The records that follow are to be given again exactly.

==== Data for review ====

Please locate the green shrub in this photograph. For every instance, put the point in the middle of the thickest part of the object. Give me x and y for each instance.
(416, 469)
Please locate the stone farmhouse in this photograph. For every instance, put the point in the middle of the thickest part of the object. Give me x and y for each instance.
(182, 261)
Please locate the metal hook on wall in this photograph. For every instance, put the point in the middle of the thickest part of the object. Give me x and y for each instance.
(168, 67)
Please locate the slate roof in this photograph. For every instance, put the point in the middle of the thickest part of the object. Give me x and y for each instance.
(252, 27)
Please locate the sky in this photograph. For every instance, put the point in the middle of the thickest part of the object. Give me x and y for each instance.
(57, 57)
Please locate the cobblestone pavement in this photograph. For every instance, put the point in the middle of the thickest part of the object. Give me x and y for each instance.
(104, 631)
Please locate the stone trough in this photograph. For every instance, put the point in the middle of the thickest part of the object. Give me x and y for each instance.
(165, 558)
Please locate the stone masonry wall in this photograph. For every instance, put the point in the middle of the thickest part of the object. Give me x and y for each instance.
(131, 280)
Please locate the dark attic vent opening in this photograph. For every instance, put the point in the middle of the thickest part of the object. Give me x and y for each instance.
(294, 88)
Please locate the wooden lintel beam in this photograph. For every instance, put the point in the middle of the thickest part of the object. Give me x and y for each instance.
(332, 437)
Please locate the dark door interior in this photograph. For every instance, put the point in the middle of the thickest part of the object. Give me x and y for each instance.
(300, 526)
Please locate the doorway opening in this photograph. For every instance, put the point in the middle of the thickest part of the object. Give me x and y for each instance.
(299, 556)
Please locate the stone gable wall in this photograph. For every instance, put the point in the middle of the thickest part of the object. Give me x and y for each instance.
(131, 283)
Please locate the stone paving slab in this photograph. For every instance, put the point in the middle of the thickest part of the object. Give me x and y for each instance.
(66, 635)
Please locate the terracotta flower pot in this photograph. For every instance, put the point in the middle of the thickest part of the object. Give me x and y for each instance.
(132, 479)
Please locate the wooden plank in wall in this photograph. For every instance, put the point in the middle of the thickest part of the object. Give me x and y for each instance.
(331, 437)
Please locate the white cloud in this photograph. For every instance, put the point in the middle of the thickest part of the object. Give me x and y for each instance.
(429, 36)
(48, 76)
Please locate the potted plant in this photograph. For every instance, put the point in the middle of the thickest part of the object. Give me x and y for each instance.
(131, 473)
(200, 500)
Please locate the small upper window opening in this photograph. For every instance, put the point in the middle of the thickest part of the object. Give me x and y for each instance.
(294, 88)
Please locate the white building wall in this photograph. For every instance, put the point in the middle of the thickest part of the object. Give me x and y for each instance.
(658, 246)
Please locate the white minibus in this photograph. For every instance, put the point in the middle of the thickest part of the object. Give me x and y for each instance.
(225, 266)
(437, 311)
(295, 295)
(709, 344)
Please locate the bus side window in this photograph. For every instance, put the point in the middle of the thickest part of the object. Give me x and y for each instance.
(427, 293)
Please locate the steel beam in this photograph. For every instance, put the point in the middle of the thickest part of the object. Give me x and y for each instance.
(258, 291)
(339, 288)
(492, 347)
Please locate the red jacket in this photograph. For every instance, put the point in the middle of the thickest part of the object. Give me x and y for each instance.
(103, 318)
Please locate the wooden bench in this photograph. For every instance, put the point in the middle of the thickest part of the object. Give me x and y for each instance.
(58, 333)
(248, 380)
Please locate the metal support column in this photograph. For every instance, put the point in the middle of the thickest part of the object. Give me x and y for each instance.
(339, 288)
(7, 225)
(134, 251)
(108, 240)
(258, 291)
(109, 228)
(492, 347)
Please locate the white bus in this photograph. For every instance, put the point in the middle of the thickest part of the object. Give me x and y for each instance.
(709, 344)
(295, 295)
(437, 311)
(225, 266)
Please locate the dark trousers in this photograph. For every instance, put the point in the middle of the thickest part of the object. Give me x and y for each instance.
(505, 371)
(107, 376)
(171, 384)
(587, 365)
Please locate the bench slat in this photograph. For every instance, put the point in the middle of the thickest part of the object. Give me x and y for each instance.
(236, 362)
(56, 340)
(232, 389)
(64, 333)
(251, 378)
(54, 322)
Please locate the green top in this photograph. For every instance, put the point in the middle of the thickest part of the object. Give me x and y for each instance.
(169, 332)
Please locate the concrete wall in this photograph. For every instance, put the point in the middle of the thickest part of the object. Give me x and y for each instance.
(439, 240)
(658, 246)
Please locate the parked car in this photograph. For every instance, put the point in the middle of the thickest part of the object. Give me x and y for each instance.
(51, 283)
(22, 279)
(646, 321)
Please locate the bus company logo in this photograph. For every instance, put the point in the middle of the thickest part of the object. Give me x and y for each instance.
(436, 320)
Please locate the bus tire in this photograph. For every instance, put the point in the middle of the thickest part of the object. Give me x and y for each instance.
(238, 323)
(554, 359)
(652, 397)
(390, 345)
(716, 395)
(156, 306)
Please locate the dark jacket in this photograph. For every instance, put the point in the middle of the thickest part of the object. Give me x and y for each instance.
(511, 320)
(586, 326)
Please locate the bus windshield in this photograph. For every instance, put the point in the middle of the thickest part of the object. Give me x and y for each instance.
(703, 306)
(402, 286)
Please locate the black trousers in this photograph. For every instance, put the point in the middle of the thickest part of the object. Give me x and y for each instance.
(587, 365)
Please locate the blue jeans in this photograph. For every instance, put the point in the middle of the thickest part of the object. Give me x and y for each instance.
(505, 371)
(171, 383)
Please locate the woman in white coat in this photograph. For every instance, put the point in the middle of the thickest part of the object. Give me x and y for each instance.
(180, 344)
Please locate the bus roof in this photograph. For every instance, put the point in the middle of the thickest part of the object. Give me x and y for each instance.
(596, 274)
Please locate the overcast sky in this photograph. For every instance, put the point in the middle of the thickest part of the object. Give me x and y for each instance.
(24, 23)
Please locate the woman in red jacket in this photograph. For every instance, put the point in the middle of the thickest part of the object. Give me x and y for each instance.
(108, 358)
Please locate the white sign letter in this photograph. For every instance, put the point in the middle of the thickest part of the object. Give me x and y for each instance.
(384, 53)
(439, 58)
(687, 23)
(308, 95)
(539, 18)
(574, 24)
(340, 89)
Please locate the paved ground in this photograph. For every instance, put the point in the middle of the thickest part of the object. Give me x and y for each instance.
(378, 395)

====

> _Answer section_:
Please locate the green shrub in this photograph. For every instance, put the point in the middle of the thickest part of the object. Give me x and y for each instance.
(416, 469)
Please locate the stone farmhouse in this photograph. For every instance, put the point in the middle of the thickest part of the object. Give me x and y for each instance.
(182, 261)
Please locate the metal hook on wall in this photograph. For every instance, put the point in the middle of the thickest part of the object. Give me x and y for each instance.
(168, 67)
Please locate the slate roof in this photograph. For every instance, put the point in the middle of the thickest part of the object. Give me x and y for each instance.
(252, 27)
Please locate the sky in this photograph. For every instance, put the point in the middle of the thickest part of the object. Give me x and y for each instance.
(57, 57)
Please locate the cobblestone pavement in this photograph. For every instance, put the point in the middle of the thickest part of the object. Give me x and y for each instance.
(104, 631)
Please locate the stone trough in this photograph. For every instance, put the point in the middle of the thickest part of the object. Give me x and y for each instance.
(165, 558)
Please locate the stone masonry wall in this photograph. For every instance, put the point in the middle of the thickest part of the object. Give me x and y for each instance.
(131, 280)
Please locate the dark attic vent opening in this photograph. For every instance, put the point in the middle of the thickest part of the object. Give me x and y for each instance.
(294, 88)
Please locate the wooden lintel beam in this photograph. For every instance, put the point in the middle of the thickest part of the object. Give me x and y for each instance.
(332, 437)
Please locate the dark door interior in this photograph. For every instance, put the point in the middle of the thickest part of the object. Give me x and y for each instance.
(300, 526)
Please locate the doorway opening in this photograph. For every instance, put the point in the middle of the thickest part of the object. Give me x and y for each instance.
(299, 556)
Please locate the stone gable wall in this photograph. For every instance, put the point in the middle of the thickest part of the object. Give me x and y for each instance.
(131, 283)
Please locate the stone paving slab in this photograph. For every instance, put the point in the middle of the thickest part of the object. Give me x and y for each instance.
(66, 635)
Please locate the terracotta flower pot in this photograph. For every instance, put the point in the middle of the thickest part of the object. Give me x and y for each instance.
(132, 479)
Please locate the wooden plank in wall in this photograph. For every instance, put the point in the middle of the thickest part of the object. Give me x and y for each instance.
(331, 437)
Please locate the white cloud in this photograph. For every instance, put the point in the middle of the thickest part of the object. Give me x and y for each instance.
(429, 36)
(48, 76)
Please locate the potted plant in this photograph. For every instance, put the point in the middle of the thickest part of the object. Give me x and y for each instance.
(131, 473)
(200, 500)
Please locate the small upper window opening in this photograph. For every instance, put the point in the middle of the thickest part of the object. Give me x and y for each instance.
(294, 88)
Please locate the white building wall in this photograph. For every instance, put the point in the middle of the thickest part of the object. Give me x and y for each instance.
(658, 246)
Please locate the white minibus in this photograph. For every instance, put the point in the middle of the thickest part of the object. Give me x and y for each instance.
(225, 266)
(437, 311)
(295, 295)
(709, 344)
Please locate the bus side window in this photograph. For every instance, put the point in the middle of the thickest part of the object. Give me x and y for each instance.
(427, 293)
Please locate the steel beam in this photograph. For every instance, put the point in the middle of the thickest part of the object. Give me x and y for each instance.
(258, 291)
(339, 288)
(492, 347)
Please locate the red jacket in this photograph. For every instance, put the point in the middle of the thickest part of the object. Give me x and y for each instance.
(103, 318)
Please locate the wooden bench in this photograph. For every instance, put the point in the middle of the thickest part of the object. Give me x and y for each instance.
(58, 333)
(248, 380)
Please locate the metal support column in this photograph. For every instance, put the point in the middle of the thickest part of the object. Give me x and y for each instance.
(339, 288)
(7, 225)
(134, 251)
(108, 240)
(258, 291)
(109, 228)
(492, 347)
Please locate the white bus in this photograph. For every instance, put the point in the middle of the thickest part of the object. Give me x and y for each instance.
(709, 344)
(295, 295)
(437, 311)
(225, 266)
Please locate the dark trousers in this photograph. For every instance, put the point in the middle of the thickest part of the object. Give me x and y for each instance.
(505, 371)
(107, 376)
(171, 384)
(587, 365)
Please locate the bench slat in this photograph. For every instance, put the point in the middle of the thickest part of the object. Give me x and y for each instance.
(236, 362)
(56, 340)
(232, 389)
(64, 333)
(251, 378)
(54, 322)
Please locate the green top in this photograph. For every instance, put the point in the middle of the thickest part of the object. Give me x and y for each instance.
(169, 332)
Please locate the concrete wall in this photograph. For every instance, put the point in the middle of the thickest part of the object. Give me x and y for each instance.
(439, 240)
(658, 246)
Please locate the parked car in this photograph. For every instance, put the point in the middle of the thickest part of the object. Give me x and y for each instance.
(51, 283)
(22, 279)
(646, 321)
Please locate the bus company logo in this photograph. For every instance, put the point in the middle of the thickest part of the object. Give me x and y for each instance.
(436, 320)
Please locate the bus tire in this photograph. For every instance, put the point in the middle of the thickest part of the object. Give me x and y for each instance.
(238, 323)
(554, 359)
(652, 397)
(390, 345)
(716, 395)
(156, 306)
Please locate the dark jacket in this photograph. For every instance, put the point in the middle of the thickest part of the object. Give me x and y for each instance.
(511, 320)
(586, 326)
Please locate the bus windshield in this photograph. For every instance, put the point in the middle of the thickest part of the object. Give me x and y for each instance.
(703, 306)
(402, 286)
Please locate the black trousers in this photograph. For every instance, put the point in the middle of the thickest part of the object. Give me x and y for each instance.
(587, 365)
Please locate the blue jeans in this photograph. For every instance, put the point in the middle of the thickest part of the object. Give me x and y for each instance.
(505, 371)
(171, 383)
Please locate the woman in white coat in this photograph. For every instance, put the point in the middle of the thickest part of the object. Give me x and y for each instance.
(180, 344)
Please locate the bus roof in this photograph. For every instance, put the point in the middle of the thickest part of the object. Give me x and y for each instance.
(596, 274)
Please locate the overcast sky in this photograph. For every instance, put the point in the middle of the thickest part of the object. Give me x and y for each instance.
(24, 23)
Please locate the woman in red jacket in this photograph. For every instance, put the point in the middle of the thickest part of the object. Give me x and y for each instance.
(108, 358)
Please locate the white sign letter in this photograph. For every instance, put the point in the middle of the thickest part of the object. Give me x and y for each instance.
(384, 53)
(439, 58)
(687, 23)
(308, 95)
(539, 18)
(574, 24)
(340, 89)
Please locate the paved ground in this photograph. For every instance, put the point in the middle of the thickest part of the object. Give me x and y for each instance.
(378, 395)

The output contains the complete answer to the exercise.